# [Data for processing]
· · · · · · ·

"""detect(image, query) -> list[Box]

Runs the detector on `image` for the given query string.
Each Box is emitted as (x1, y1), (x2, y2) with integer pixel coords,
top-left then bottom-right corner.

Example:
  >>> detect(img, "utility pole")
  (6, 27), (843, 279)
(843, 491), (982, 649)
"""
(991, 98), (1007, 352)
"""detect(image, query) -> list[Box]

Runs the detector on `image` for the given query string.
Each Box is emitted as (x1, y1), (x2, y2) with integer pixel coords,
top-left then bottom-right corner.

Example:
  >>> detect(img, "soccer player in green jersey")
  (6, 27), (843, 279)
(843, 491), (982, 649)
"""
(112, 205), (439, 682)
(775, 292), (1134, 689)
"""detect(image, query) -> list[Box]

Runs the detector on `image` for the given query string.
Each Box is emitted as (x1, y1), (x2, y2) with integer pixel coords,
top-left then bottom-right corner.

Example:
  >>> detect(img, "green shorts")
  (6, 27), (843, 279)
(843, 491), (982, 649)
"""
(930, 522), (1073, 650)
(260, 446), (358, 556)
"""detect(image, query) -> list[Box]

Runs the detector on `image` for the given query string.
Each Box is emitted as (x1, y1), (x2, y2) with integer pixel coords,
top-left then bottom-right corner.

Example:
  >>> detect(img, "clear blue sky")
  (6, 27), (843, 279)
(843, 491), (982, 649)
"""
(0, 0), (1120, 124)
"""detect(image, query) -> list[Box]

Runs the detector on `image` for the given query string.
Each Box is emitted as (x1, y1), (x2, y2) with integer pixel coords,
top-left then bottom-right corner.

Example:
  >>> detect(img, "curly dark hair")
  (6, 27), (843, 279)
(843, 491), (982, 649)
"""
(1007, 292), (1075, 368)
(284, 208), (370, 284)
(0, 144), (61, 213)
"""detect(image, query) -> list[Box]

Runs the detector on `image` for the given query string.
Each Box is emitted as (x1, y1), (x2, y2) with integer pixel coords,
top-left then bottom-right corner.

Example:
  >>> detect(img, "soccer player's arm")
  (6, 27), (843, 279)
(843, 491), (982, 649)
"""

· · · · · · ·

# [Set exercise]
Can you copy all of the entries above character for character, changing nothing?

# [Answer]
"""detect(image, query) -> list[Box]

Runs the detector on `image` for the given query string.
Each Box is emitted as (x1, y1), (x2, y2) with integer pixel coords,
top-left then bottom-right corner.

Example:
  >>> detect(img, "utility pole")
  (6, 27), (843, 279)
(843, 491), (982, 649)
"""
(991, 98), (1007, 352)
"""detect(image, query) -> list[Box]

Runs the detector on `image` for the given query string.
Each Box is emitted as (x1, y1), (x2, y2) with integer pixel coords,
top-left then bottom-right corner.

Example:
  >>> detect(img, "soccer player in green jersey")
  (6, 27), (843, 279)
(843, 491), (982, 649)
"""
(112, 205), (439, 682)
(775, 292), (1134, 689)
"""detect(image, query) -> list[Box]

Runs the detector on `image` for the given query string.
Each Box is emitted as (x1, y1), (x2, y2) with integer pixel coords,
top-left then bottom-right corner.

Example:
  >>> detect(img, "green shorts")
  (6, 27), (843, 279)
(843, 491), (982, 649)
"""
(930, 522), (1073, 650)
(260, 446), (358, 556)
"""detect(image, query) -> list[Box]

Runs the detector on `image` for the given query string.
Each Box is emitted as (x1, y1), (x2, y2) with integer pixel coords,
top-left then bottom-right corner.

Example:
  >>> detect(img, "clear blue sky")
  (6, 27), (843, 279)
(843, 491), (982, 649)
"""
(0, 0), (1120, 124)
"""detect(image, query) -> list[Box]

Runs the detector on `image` for the given query string.
Each Box is emitted as (x1, y1), (x2, y2) with integer pixel coords,
top-left then bottom-right corner.

Example:
  >>> detect(img, "curly dark hair")
  (6, 27), (843, 279)
(843, 491), (982, 649)
"""
(1007, 292), (1075, 368)
(284, 208), (370, 284)
(0, 144), (61, 213)
"""detect(image, query) -> list[Box]

Runs the detector on `image` for the given query string.
Each Box is emitted as (x1, y1), (x2, y2) with integer pixel coords,
top-left then bottom-right corner.

Example:
  >>> detect(img, "soccer player's arm")
  (6, 27), (843, 279)
(843, 491), (982, 649)
"""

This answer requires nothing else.